**사용할 자료**:
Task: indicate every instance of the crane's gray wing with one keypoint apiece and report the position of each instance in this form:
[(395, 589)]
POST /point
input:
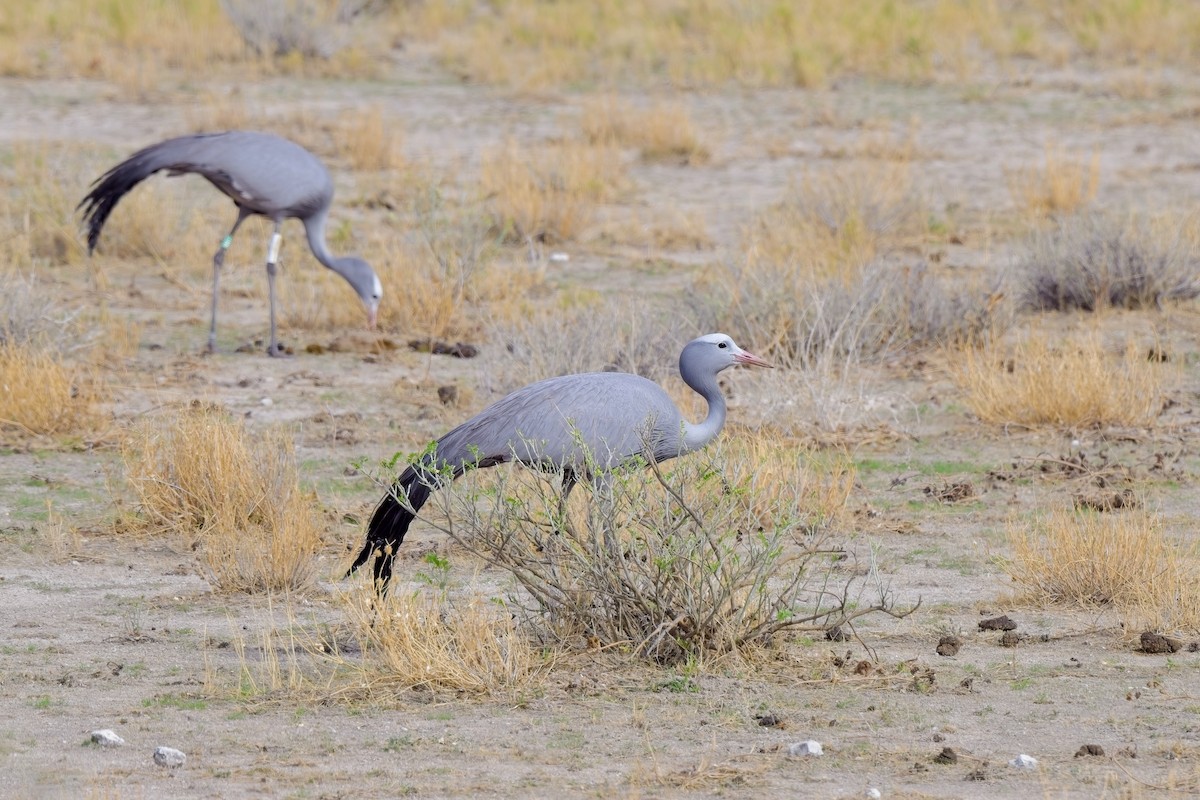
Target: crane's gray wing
[(605, 417), (261, 172)]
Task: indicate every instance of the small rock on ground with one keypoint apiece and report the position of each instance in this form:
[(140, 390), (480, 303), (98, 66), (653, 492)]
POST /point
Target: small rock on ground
[(805, 749), (106, 738), (948, 645), (168, 757)]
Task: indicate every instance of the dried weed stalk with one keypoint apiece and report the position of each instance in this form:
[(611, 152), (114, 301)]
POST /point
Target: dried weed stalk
[(549, 194), (671, 564), (232, 494), (45, 395), (1122, 560), (1097, 260), (1065, 184), (1073, 384)]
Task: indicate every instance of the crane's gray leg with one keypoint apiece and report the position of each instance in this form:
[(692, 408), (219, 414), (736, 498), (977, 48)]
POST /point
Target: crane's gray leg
[(569, 480), (273, 257), (217, 263)]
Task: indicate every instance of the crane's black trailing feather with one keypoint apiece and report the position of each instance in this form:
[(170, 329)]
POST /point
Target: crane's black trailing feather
[(389, 524)]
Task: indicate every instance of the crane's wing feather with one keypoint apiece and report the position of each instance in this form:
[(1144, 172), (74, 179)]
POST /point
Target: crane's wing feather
[(261, 172)]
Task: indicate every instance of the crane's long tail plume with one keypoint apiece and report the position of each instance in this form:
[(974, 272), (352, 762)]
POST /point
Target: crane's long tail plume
[(112, 186), (389, 523)]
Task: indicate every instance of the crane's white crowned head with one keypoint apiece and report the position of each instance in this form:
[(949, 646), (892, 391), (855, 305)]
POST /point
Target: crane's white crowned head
[(712, 353), (365, 282)]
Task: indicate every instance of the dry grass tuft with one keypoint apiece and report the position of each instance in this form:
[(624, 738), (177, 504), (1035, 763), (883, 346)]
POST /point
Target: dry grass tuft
[(661, 132), (41, 394), (370, 142), (550, 193), (421, 639), (837, 222), (1063, 185), (1123, 560), (232, 494), (1073, 384)]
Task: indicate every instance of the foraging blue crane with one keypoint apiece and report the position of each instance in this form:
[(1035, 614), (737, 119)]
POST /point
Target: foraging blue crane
[(600, 420), (263, 174)]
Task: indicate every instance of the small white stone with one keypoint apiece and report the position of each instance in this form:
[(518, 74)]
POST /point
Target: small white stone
[(106, 738), (809, 747), (168, 757)]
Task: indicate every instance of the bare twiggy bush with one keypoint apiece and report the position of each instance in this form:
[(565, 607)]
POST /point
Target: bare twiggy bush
[(1063, 185), (305, 28), (228, 493), (661, 132), (549, 193), (1096, 260), (799, 318), (1125, 560), (837, 222), (42, 394), (672, 564), (1072, 384)]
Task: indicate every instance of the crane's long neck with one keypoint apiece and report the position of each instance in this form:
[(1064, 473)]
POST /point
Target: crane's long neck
[(315, 227), (701, 433)]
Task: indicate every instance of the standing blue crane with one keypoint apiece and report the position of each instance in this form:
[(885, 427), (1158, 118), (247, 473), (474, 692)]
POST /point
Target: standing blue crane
[(595, 421), (263, 174)]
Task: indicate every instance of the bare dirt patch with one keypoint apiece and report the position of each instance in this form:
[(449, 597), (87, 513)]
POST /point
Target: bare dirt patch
[(108, 630)]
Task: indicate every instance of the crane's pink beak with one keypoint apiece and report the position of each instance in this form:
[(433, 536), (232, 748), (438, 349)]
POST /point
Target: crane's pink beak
[(751, 360)]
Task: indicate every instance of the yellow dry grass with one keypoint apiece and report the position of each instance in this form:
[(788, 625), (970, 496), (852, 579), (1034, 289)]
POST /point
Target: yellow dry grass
[(369, 142), (835, 222), (421, 639), (232, 494), (1125, 560), (43, 395), (549, 193), (384, 648), (769, 471), (664, 131), (1074, 384), (1065, 184)]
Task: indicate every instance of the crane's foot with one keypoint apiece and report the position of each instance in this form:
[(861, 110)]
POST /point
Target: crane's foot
[(276, 350)]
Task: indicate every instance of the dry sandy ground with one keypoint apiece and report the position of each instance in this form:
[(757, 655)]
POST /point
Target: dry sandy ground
[(121, 633)]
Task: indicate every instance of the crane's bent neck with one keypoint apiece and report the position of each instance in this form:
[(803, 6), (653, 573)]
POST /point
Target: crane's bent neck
[(701, 433), (315, 228)]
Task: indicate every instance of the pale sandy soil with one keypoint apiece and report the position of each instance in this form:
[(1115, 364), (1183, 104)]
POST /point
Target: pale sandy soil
[(121, 633)]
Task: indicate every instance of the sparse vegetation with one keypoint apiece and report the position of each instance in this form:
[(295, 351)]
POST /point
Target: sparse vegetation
[(1125, 560), (1075, 384), (1092, 262), (231, 494), (672, 563), (1065, 184), (549, 194), (661, 132)]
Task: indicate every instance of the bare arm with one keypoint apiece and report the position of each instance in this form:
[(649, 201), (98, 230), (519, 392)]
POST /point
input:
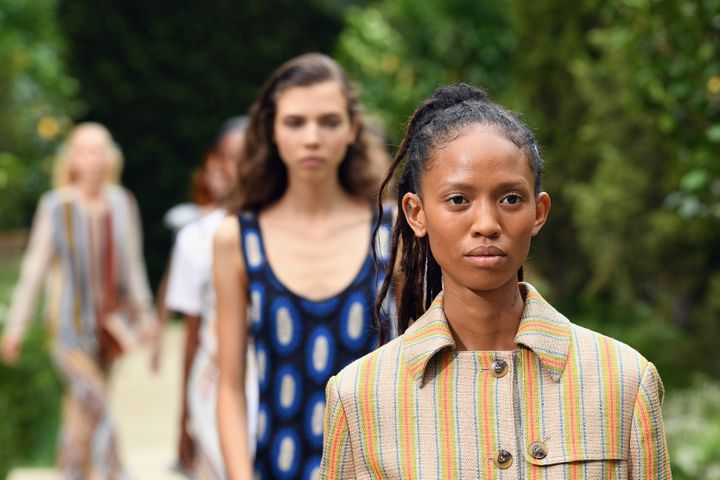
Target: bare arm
[(231, 287), (32, 273)]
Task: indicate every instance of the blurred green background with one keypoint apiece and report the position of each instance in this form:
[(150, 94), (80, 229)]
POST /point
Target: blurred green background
[(624, 96)]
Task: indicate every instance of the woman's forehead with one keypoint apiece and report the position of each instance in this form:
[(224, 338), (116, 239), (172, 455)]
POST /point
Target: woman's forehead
[(479, 153), (318, 98)]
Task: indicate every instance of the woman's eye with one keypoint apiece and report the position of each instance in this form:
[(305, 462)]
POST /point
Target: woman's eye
[(512, 199), (293, 122), (331, 122)]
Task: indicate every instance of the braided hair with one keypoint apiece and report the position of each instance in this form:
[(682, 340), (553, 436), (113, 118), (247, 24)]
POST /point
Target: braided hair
[(437, 121)]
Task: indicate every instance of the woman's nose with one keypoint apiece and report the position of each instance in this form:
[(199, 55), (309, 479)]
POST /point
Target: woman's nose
[(485, 221)]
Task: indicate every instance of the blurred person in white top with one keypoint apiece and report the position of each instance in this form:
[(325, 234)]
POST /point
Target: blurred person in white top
[(190, 292)]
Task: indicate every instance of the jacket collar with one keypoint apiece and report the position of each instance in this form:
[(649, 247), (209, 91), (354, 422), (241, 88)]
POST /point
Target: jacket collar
[(542, 329)]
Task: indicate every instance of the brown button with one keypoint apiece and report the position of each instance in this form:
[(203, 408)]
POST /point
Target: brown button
[(538, 450), (503, 459), (498, 368)]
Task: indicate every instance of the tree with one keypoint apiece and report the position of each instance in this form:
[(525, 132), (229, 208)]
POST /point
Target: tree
[(162, 76), (37, 99), (401, 50)]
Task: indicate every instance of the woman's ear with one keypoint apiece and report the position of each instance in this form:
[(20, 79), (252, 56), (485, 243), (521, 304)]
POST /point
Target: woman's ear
[(542, 209), (414, 213), (354, 132)]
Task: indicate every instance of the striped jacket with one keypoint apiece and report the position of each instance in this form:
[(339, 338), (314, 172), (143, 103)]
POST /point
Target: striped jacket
[(568, 403), (77, 255)]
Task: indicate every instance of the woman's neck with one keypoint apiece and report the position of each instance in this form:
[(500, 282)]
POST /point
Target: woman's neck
[(88, 191), (484, 321), (313, 199)]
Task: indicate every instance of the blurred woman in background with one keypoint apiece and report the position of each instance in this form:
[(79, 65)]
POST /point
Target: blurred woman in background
[(190, 292), (86, 242), (297, 258)]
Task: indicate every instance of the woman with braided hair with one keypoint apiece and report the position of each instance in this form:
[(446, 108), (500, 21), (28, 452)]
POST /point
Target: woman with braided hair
[(487, 379)]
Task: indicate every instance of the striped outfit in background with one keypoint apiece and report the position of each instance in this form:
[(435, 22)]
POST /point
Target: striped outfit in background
[(88, 260), (569, 403)]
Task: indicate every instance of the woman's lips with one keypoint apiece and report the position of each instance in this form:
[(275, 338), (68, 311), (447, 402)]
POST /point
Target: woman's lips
[(486, 256), (312, 161)]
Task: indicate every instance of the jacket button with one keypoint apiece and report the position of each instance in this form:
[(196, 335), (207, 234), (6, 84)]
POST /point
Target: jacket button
[(498, 368), (503, 459), (538, 450)]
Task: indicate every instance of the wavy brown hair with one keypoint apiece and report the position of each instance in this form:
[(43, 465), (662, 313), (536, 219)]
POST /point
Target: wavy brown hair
[(262, 176)]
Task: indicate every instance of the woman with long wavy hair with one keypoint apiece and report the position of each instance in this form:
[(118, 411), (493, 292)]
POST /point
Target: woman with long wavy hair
[(86, 244), (297, 258)]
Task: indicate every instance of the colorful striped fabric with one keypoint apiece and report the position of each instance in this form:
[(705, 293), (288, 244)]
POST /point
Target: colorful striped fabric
[(567, 404), (83, 258)]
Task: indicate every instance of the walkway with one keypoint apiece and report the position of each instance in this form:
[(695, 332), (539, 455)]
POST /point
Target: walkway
[(148, 406)]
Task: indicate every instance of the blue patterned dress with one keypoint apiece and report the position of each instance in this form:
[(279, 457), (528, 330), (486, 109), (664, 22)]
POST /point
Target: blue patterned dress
[(299, 345)]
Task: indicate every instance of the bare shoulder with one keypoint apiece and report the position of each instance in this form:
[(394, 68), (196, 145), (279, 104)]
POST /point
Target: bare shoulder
[(227, 235)]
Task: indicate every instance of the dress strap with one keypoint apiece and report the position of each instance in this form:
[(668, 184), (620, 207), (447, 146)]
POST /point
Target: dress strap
[(251, 242)]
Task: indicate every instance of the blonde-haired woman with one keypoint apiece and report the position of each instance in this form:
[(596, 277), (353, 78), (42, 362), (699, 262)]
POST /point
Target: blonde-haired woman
[(86, 244)]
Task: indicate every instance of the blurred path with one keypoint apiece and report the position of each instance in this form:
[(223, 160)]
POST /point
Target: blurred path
[(146, 409)]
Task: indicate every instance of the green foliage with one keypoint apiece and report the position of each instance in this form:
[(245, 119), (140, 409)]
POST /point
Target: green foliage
[(30, 393), (401, 50), (692, 424), (646, 212), (162, 76), (36, 100), (625, 98)]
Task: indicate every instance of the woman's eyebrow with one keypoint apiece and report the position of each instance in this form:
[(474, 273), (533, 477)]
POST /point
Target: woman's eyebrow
[(509, 184)]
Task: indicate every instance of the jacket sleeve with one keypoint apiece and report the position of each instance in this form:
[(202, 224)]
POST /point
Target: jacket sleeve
[(138, 286), (648, 456), (337, 460), (34, 266)]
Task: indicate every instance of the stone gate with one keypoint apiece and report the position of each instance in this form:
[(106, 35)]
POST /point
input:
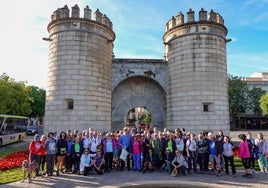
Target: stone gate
[(88, 87)]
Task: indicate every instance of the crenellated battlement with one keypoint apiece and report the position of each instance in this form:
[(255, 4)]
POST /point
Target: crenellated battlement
[(178, 20), (64, 12)]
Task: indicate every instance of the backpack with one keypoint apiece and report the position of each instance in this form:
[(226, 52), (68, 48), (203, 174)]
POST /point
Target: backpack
[(250, 147)]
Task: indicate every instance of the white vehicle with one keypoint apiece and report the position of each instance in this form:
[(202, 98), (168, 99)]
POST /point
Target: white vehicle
[(12, 128)]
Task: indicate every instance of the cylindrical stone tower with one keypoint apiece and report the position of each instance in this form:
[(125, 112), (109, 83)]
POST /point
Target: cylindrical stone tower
[(197, 95), (78, 94)]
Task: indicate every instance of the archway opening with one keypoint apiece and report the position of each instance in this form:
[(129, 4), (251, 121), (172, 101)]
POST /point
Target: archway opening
[(138, 117)]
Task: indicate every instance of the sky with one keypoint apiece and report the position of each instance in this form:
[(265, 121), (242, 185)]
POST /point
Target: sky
[(139, 26)]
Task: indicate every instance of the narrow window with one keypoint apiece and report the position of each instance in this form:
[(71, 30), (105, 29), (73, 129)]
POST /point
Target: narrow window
[(205, 107), (70, 104)]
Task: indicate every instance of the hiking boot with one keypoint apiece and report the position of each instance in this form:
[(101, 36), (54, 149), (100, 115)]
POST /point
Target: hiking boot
[(212, 173)]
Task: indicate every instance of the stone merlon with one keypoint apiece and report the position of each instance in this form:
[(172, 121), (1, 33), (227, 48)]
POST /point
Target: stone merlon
[(64, 12), (212, 17)]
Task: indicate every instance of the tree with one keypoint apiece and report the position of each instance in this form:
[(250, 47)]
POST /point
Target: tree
[(264, 103), (38, 101), (14, 98), (237, 90), (254, 96)]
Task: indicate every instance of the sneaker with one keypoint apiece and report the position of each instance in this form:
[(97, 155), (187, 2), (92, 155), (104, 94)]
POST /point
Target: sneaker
[(249, 175), (245, 175), (212, 173)]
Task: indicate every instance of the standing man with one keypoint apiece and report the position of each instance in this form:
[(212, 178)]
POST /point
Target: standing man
[(125, 142), (51, 148)]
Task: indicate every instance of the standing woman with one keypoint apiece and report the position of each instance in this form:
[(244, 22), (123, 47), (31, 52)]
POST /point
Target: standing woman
[(244, 154), (51, 149), (263, 152), (228, 155), (43, 153), (34, 156), (61, 153)]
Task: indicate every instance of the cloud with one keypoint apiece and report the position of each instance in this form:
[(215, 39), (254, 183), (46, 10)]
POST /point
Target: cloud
[(244, 64)]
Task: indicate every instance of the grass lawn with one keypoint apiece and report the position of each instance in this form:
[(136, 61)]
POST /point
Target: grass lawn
[(16, 174)]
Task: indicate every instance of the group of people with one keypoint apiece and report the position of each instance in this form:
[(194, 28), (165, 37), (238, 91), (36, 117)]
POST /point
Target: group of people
[(150, 150)]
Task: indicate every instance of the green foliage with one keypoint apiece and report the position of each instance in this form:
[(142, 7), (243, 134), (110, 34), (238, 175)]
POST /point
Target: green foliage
[(254, 96), (18, 99), (264, 104), (237, 90), (38, 103), (11, 175)]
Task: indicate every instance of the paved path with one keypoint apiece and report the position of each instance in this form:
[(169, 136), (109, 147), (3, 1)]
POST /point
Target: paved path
[(126, 178), (116, 179)]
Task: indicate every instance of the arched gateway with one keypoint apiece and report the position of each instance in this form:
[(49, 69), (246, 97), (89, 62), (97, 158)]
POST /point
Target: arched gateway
[(138, 91), (88, 87)]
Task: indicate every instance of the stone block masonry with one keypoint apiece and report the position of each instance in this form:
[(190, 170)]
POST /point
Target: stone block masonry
[(88, 87)]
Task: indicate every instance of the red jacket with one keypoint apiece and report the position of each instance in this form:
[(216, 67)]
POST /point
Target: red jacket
[(35, 147)]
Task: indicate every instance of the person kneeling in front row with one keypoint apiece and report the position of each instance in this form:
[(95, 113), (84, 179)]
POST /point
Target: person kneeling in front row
[(85, 162), (179, 163)]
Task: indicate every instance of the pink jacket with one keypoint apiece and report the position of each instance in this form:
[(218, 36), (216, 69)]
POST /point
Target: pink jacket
[(243, 150)]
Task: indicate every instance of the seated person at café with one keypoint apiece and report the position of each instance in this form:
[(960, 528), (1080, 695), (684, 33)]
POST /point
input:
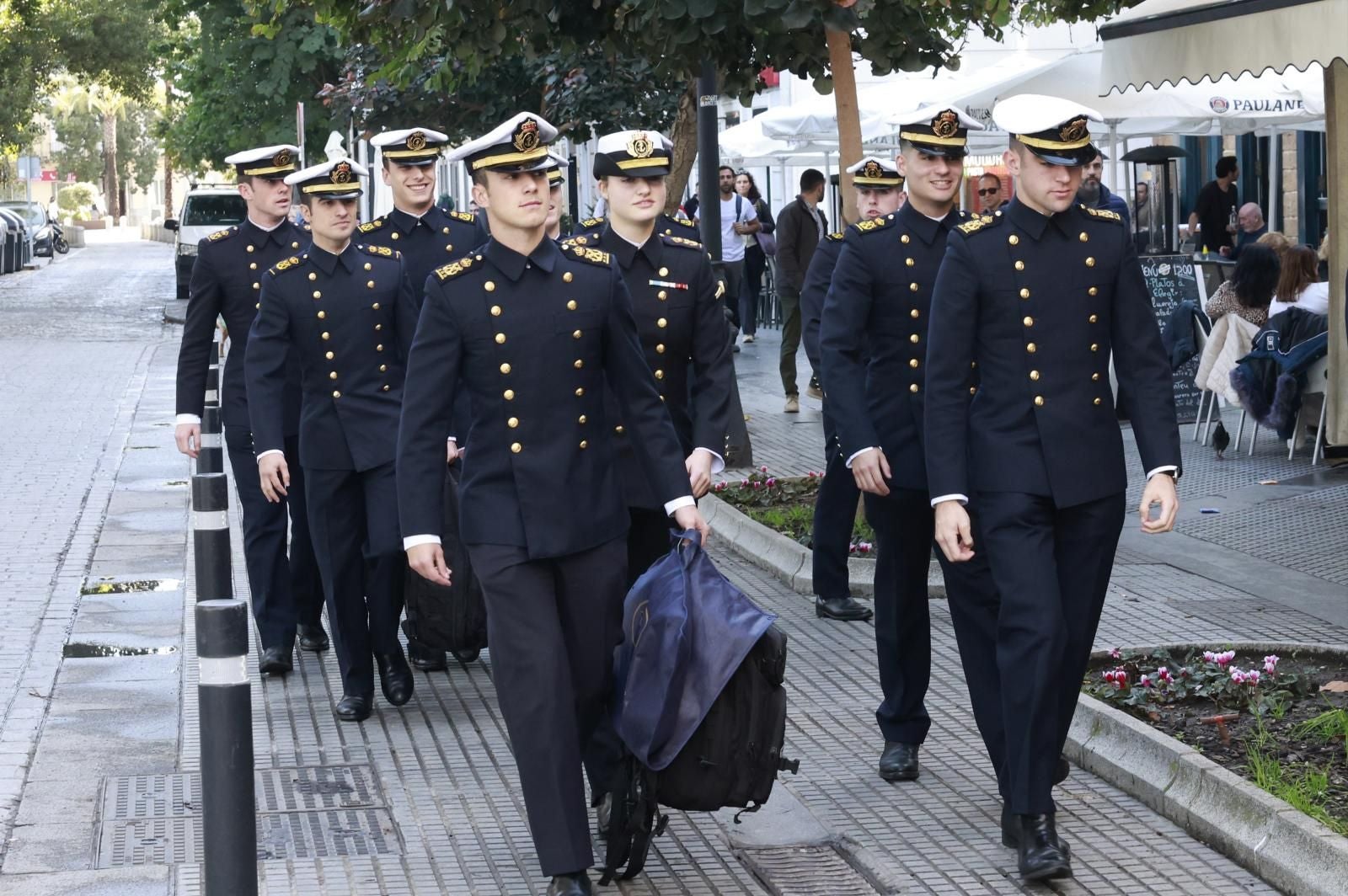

**과제 내용**:
"Task: indicate every instance of the pink" 문구가 들어 있는 줄부터 자료 끝까지 다시 쓰되, 표현 "seated person"만 "standing person" 표현으로 바꾸고 나머지는 그대로 두세요. 그림은 답에서 빼세요.

**풀이**:
Task: indicate every instance of the pink jacket with one keypoint apiece and report the position of each instance in this form:
[(218, 36), (216, 69)]
POST /point
Target: pink jacket
[(243, 150)]
Task: indicate every instance of the standing person at café with one keypoint apiece and report the position of each instance in this form:
[(960, 528), (1080, 695), (684, 33)]
POST /point
input:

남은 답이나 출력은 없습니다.